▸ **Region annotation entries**

§ §

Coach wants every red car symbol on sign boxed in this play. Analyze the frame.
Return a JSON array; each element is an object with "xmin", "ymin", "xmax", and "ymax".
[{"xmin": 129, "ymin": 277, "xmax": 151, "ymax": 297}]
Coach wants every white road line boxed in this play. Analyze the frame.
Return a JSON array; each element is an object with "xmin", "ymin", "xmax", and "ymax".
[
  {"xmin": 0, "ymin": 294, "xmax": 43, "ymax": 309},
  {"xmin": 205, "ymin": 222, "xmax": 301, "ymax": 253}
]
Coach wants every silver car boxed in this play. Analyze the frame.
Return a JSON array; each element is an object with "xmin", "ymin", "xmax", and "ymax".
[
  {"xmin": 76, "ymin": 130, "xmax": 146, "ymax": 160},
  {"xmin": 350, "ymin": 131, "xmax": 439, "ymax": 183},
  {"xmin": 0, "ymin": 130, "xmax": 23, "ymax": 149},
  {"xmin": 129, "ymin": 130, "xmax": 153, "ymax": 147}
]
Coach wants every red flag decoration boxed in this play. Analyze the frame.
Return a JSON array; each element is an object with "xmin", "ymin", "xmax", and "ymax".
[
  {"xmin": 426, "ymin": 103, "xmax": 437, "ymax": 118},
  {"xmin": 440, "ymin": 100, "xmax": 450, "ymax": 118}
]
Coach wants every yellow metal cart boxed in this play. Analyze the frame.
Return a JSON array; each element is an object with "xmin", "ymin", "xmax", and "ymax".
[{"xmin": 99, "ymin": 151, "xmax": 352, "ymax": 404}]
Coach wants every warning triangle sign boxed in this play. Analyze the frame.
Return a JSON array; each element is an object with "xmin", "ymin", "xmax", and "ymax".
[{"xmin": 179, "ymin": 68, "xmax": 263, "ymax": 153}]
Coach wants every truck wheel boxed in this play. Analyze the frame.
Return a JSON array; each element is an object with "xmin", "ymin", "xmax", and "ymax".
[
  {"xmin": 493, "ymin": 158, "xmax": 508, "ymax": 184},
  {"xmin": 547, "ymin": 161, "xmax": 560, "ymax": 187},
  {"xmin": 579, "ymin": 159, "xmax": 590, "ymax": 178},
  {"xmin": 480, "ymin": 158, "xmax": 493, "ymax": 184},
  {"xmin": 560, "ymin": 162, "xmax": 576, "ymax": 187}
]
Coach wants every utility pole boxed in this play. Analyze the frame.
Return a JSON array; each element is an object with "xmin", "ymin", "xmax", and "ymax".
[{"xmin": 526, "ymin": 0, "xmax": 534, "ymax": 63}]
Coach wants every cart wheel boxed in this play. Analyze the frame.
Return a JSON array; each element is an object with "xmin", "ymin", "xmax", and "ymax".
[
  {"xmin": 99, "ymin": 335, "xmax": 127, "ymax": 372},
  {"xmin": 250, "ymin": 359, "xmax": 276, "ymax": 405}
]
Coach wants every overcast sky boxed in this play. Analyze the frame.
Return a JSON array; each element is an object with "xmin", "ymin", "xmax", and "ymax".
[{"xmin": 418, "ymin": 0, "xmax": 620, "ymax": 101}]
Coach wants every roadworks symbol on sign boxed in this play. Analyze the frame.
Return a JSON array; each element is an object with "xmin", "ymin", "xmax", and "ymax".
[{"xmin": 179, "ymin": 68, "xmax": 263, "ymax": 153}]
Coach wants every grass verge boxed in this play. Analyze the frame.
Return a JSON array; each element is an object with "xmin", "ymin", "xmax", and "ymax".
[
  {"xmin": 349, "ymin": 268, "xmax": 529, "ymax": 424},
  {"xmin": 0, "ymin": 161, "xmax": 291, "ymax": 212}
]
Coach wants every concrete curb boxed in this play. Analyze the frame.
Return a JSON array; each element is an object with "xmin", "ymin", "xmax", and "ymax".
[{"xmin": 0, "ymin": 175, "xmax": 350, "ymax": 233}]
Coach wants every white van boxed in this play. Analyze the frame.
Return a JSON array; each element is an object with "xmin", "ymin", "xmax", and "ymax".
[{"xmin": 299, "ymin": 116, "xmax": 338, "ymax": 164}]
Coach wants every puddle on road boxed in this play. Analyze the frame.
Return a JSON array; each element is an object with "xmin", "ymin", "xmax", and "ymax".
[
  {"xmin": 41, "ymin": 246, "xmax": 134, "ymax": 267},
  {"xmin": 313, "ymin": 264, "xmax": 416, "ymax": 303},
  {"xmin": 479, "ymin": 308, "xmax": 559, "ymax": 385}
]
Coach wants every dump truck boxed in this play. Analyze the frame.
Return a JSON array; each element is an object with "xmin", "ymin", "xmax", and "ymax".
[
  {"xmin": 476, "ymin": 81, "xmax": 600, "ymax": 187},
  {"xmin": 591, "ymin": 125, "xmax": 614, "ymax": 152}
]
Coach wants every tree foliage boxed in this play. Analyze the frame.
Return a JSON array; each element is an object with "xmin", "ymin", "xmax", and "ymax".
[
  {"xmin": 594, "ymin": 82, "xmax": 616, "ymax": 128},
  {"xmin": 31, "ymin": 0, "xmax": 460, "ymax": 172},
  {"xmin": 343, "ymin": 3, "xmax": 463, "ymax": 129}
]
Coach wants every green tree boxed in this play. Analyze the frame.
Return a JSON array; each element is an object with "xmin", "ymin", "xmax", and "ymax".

§ §

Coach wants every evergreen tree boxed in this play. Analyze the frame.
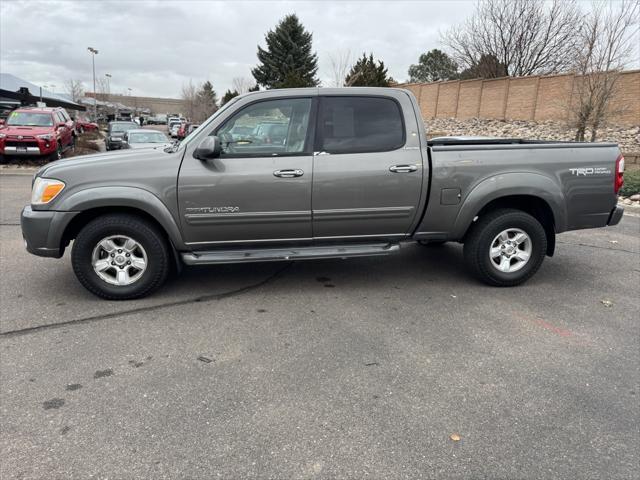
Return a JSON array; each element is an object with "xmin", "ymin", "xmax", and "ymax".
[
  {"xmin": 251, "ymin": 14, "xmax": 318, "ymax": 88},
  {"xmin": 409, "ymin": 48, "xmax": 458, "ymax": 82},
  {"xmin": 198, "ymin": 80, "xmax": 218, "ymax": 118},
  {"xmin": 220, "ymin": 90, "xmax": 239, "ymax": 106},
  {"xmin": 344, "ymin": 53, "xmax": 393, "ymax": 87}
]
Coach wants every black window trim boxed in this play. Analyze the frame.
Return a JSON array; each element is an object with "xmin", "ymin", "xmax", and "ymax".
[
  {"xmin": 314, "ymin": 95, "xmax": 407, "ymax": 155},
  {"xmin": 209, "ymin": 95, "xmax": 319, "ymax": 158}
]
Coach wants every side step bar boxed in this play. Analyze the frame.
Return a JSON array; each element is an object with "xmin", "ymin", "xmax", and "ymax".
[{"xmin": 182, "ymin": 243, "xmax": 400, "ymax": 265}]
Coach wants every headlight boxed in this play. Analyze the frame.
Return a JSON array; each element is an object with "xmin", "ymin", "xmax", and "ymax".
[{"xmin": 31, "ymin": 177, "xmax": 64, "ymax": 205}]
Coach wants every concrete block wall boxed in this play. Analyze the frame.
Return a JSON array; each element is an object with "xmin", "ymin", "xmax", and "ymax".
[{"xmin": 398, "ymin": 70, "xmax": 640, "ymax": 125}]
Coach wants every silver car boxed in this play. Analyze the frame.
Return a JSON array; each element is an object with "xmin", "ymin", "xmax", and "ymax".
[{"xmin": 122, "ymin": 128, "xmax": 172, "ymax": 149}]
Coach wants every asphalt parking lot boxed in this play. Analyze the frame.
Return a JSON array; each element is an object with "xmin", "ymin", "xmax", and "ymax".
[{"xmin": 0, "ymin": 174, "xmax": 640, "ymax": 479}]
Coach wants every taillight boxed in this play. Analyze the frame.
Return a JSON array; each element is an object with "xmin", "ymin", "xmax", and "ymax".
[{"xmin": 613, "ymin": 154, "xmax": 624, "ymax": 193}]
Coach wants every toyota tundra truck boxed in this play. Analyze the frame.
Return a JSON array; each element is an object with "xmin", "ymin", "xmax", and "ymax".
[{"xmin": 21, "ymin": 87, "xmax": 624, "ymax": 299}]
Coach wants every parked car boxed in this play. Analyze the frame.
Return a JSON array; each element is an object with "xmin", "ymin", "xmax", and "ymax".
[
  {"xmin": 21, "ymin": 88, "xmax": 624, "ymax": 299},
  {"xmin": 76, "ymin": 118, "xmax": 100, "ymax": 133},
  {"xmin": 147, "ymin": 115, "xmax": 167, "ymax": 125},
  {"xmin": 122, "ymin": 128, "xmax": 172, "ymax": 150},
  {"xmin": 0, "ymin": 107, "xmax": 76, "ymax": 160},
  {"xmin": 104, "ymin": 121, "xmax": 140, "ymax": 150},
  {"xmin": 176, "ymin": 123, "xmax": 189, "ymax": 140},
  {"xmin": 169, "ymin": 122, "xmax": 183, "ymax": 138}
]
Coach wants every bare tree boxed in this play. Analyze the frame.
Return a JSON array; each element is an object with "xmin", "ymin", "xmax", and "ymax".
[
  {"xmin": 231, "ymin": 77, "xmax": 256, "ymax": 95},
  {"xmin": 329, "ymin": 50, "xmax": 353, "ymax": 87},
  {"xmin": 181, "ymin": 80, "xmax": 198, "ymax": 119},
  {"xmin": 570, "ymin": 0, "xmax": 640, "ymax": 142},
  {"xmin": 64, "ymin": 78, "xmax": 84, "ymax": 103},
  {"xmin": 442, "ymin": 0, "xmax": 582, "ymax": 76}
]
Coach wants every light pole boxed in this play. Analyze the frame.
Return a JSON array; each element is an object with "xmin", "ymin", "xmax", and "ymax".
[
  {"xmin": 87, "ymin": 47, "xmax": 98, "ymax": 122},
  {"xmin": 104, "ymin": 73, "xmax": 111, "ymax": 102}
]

§ §

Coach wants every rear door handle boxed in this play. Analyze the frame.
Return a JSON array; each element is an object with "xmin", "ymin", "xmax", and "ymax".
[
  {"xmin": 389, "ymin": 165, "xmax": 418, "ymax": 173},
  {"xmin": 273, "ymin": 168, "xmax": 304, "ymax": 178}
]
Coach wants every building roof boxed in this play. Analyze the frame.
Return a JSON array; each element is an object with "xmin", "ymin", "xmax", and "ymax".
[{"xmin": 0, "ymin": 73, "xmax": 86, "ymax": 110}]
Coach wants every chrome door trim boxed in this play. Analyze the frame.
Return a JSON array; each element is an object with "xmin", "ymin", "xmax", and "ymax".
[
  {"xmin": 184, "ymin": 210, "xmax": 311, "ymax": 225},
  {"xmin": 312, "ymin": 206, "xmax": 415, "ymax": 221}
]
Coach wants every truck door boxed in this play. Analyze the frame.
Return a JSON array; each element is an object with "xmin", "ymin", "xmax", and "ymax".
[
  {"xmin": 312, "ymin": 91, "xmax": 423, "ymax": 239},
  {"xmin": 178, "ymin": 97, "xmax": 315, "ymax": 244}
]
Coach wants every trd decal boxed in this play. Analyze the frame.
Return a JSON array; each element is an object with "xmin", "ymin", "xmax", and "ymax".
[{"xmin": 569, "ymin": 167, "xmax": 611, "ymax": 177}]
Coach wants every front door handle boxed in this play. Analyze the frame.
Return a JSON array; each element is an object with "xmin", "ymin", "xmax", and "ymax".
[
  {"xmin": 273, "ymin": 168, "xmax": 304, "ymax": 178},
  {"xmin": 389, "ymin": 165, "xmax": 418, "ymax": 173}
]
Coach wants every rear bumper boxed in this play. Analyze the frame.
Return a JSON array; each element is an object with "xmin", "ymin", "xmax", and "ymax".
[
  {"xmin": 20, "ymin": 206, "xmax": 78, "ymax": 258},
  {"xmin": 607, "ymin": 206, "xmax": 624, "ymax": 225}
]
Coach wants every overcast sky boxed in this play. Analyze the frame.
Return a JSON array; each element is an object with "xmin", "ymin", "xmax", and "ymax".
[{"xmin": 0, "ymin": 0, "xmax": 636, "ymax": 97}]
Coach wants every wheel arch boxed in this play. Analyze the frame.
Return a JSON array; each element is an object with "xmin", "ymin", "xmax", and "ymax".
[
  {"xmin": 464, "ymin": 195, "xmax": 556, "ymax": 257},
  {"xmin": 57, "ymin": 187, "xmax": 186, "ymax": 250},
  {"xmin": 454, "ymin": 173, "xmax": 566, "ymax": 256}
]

§ §

▸ **WHAT YOU ARE ASKED TO DO**
Pull out each line of the entries above that includes the word "sign". Treat uppercase and lowercase as different.

▸ **THE OUTPUT**
Coach wants every red car symbol on sign boxed in this play. Analyze the frame.
Coach wants every warning triangle sign boxed in this play. Analyze the frame.
Coach wants every roadworks symbol on sign boxed in this play. Analyze the frame.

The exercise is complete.